> **EXTRACTED INFORMATION**:
BEGIN

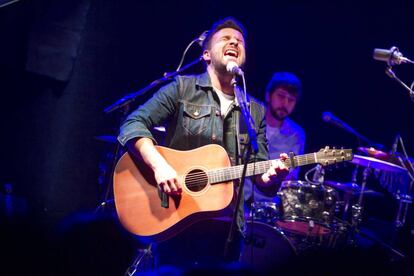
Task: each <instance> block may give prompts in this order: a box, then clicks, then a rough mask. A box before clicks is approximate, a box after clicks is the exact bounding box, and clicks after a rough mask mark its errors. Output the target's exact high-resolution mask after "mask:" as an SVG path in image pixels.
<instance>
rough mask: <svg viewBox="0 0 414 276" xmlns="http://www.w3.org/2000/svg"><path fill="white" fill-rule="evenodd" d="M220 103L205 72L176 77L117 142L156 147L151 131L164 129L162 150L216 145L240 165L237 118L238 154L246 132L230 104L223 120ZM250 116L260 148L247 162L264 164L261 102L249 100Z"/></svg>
mask: <svg viewBox="0 0 414 276" xmlns="http://www.w3.org/2000/svg"><path fill="white" fill-rule="evenodd" d="M219 101H220V100H219V98H218V96H217V94H216V93H215V92H214V90H213V87H212V85H211V80H210V77H209V75H208V73H207V72H206V73H203V74H201V75H196V76H178V77H176V78H175V79H174V80H173V81H172V82H171V83H169V84H167V85H165V86H163V87H162V88H161V89H160V90H159V91H158V92H157V93H155V94H154V96H153V97H152V98H151V99H150V100H148V101H147V102H146V103H145V104H143V105H141V106H140V107H139V108H138V109H136V110H135V111H133V112H132V113H131V114H130V115H129V116H128V117H127V119H126V120H125V121H124V122H123V124H122V125H121V129H120V134H119V136H118V140H119V142H120V143H121V144H122V145H125V144H126V143H127V141H129V140H130V139H133V138H138V137H147V138H151V139H152V140H153V141H154V142H155V143H157V141H156V140H155V139H154V137H153V135H152V133H151V130H152V129H153V127H155V126H160V125H166V130H167V134H166V139H165V140H166V141H165V146H167V147H169V148H173V149H177V150H190V149H195V148H198V147H201V146H204V145H207V144H213V143H214V144H219V145H221V146H223V147H224V148H225V149H226V151H227V153H228V155H229V157H230V160H231V162H232V164H233V165H235V164H238V163H240V162H238V161H237V160H239V159H238V158H237V156H238V154H237V153H238V149H237V147H238V146H237V144H238V143H237V140H236V131H235V130H236V121H237V117H238V116H240V135H239V137H240V140H241V141H240V147H241V149H240V152H241V153H243V147H244V145H245V144H246V143H247V137H248V136H247V131H246V128H245V127H243V126H244V123H242V121H243V118H242V117H241V115H240V109H239V107H238V106H236V105H234V104H233V106H231V107H230V111H229V112H228V113H227V114H226V117H225V118H224V119H223V118H222V116H221V112H222V111H221V110H220V102H219ZM250 112H251V115H252V117H253V120H254V121H255V125H256V133H257V143H258V147H259V151H258V153H257V154H256V156H253V154H252V156H251V157H250V161H251V162H252V161H253V160H256V161H262V160H267V159H268V150H267V140H266V134H265V130H266V124H265V120H264V118H265V108H264V106H263V105H262V104H261V103H260V102H258V101H257V100H255V99H252V98H250ZM236 183H237V182H236ZM242 198H243V195H242ZM243 203H244V202H243V201H241V202H240V205H239V208H238V209H239V216H238V220H237V221H238V223H237V224H238V227H239V231H241V232H244V231H243V228H244V208H243ZM232 205H233V206H234V203H233V204H232ZM233 208H234V207H233Z"/></svg>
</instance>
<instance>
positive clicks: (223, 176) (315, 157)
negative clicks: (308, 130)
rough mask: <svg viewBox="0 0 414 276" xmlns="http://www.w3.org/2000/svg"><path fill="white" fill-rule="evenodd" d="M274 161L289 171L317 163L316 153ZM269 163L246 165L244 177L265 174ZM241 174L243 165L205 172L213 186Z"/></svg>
mask: <svg viewBox="0 0 414 276" xmlns="http://www.w3.org/2000/svg"><path fill="white" fill-rule="evenodd" d="M276 160H280V161H281V162H282V163H284V164H285V166H286V167H288V168H289V169H290V168H294V167H298V166H304V165H309V164H315V163H318V160H317V153H308V154H304V155H297V156H294V157H292V158H288V159H286V160H282V159H276ZM271 162H272V160H266V161H259V162H254V163H249V164H248V165H247V170H246V177H249V176H253V175H258V174H263V173H265V172H267V170H269V168H270V166H271ZM242 173H243V165H238V166H233V167H229V168H221V169H215V170H210V171H208V172H207V175H208V178H209V182H210V183H212V184H213V183H221V182H227V181H231V180H234V179H238V178H241V176H242Z"/></svg>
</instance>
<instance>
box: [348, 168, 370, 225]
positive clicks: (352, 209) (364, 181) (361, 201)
mask: <svg viewBox="0 0 414 276" xmlns="http://www.w3.org/2000/svg"><path fill="white" fill-rule="evenodd" d="M370 173H371V168H369V167H366V168H365V169H364V172H363V178H362V185H361V189H360V191H359V198H358V203H356V204H353V205H352V227H353V228H355V229H356V228H357V227H358V225H359V223H360V222H361V221H362V211H363V207H362V199H363V196H364V190H365V186H366V184H367V178H368V175H369V174H370Z"/></svg>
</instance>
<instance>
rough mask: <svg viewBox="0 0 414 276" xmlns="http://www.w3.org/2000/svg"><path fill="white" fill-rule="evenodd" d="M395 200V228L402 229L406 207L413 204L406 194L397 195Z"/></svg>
mask: <svg viewBox="0 0 414 276" xmlns="http://www.w3.org/2000/svg"><path fill="white" fill-rule="evenodd" d="M411 183H412V182H411ZM396 198H397V200H398V201H399V204H398V211H397V216H396V218H395V226H396V227H397V228H400V227H403V226H404V224H405V221H406V218H407V213H408V206H409V205H410V204H412V203H413V199H412V197H411V196H410V195H408V194H400V193H397V195H396Z"/></svg>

END

> **WORK ORDER**: In the entries above, restate word for word the lines between the one holding "positive clicks: (223, 176) (315, 157)" and the one holding "negative clicks: (308, 130)", inclusive, and nothing besides.

> **RESULT OF THIS TASK**:
positive clicks: (223, 176) (315, 157)
negative clicks: (308, 130)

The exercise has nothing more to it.